YOUR INSTRUCTIONS: Reproduce the material from its start through the line containing "[233,200,247,208]", requests included, with every pixel-box coordinate in the answers scaled by 1.7 and rounded to a whole number, halves rounding up. Give only these lines, and leave out the pictures.
● ● ● ● ●
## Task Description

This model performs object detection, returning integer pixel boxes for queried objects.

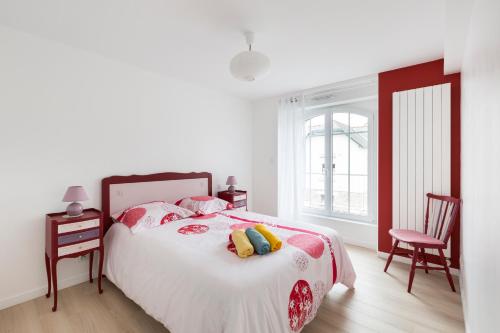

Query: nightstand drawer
[57,228,99,246]
[233,193,247,201]
[57,219,99,234]
[57,239,99,257]
[233,200,247,208]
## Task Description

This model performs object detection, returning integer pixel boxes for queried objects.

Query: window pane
[332,112,349,133]
[350,113,368,132]
[332,174,349,214]
[350,175,368,216]
[304,115,325,209]
[349,133,368,216]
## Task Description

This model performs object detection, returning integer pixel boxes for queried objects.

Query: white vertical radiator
[392,83,451,256]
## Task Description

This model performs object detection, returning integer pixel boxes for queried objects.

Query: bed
[102,172,356,333]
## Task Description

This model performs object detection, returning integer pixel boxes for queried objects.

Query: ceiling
[0,0,445,100]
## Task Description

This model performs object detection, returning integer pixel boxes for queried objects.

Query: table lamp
[63,186,89,217]
[226,176,238,193]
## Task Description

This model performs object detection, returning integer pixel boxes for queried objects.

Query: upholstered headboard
[102,172,212,231]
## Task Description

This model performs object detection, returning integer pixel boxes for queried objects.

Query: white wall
[252,98,377,249]
[252,98,278,216]
[461,0,500,332]
[0,27,254,308]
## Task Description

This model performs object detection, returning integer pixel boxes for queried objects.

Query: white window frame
[302,96,378,224]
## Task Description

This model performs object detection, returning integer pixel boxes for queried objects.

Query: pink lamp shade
[63,186,89,217]
[226,176,238,185]
[226,176,238,193]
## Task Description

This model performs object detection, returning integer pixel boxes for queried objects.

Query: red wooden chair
[384,193,461,293]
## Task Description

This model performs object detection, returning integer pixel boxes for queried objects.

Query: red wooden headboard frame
[101,172,212,232]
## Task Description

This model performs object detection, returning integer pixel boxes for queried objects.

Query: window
[304,99,377,222]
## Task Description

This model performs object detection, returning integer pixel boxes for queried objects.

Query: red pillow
[116,201,195,233]
[175,196,233,215]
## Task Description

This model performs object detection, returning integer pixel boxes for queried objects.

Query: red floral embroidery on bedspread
[288,280,313,332]
[287,234,325,259]
[177,224,209,235]
[221,213,337,284]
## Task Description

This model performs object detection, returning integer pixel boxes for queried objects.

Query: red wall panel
[378,59,460,268]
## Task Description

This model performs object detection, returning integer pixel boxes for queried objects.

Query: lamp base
[66,202,83,217]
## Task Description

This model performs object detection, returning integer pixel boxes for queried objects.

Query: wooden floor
[0,246,464,333]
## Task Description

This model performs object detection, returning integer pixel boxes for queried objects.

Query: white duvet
[104,211,356,333]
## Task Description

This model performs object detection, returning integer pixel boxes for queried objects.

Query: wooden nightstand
[217,190,248,210]
[45,208,104,311]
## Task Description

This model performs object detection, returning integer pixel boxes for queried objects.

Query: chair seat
[389,229,446,248]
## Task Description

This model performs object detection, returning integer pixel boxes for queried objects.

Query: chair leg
[408,247,419,293]
[384,240,399,272]
[420,247,429,274]
[438,249,456,292]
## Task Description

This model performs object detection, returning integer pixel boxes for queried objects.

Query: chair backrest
[424,193,461,244]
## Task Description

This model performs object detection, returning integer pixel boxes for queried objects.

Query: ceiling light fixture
[229,31,271,82]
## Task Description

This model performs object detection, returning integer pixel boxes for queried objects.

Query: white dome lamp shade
[229,32,271,82]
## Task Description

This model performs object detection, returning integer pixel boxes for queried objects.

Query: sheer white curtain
[278,96,305,220]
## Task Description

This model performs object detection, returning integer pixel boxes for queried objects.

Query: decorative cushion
[175,196,233,215]
[114,201,195,233]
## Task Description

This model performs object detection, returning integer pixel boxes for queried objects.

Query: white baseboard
[0,273,89,310]
[377,251,460,277]
[342,237,377,250]
[460,256,471,332]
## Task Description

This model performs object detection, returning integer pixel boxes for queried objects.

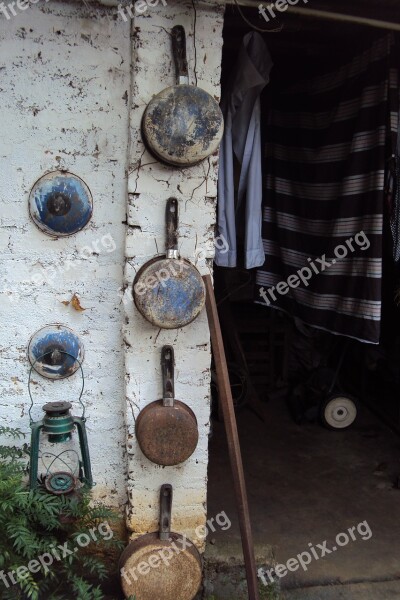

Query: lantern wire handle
● ● ● ● ●
RESPONSE:
## Task Description

This model performs object detection, returning integer pixel boxes for queried objects.


Query: nightstand drawer
[97,388,168,418]
[396,328,420,342]
[97,372,168,398]
[97,406,168,437]
[396,340,420,354]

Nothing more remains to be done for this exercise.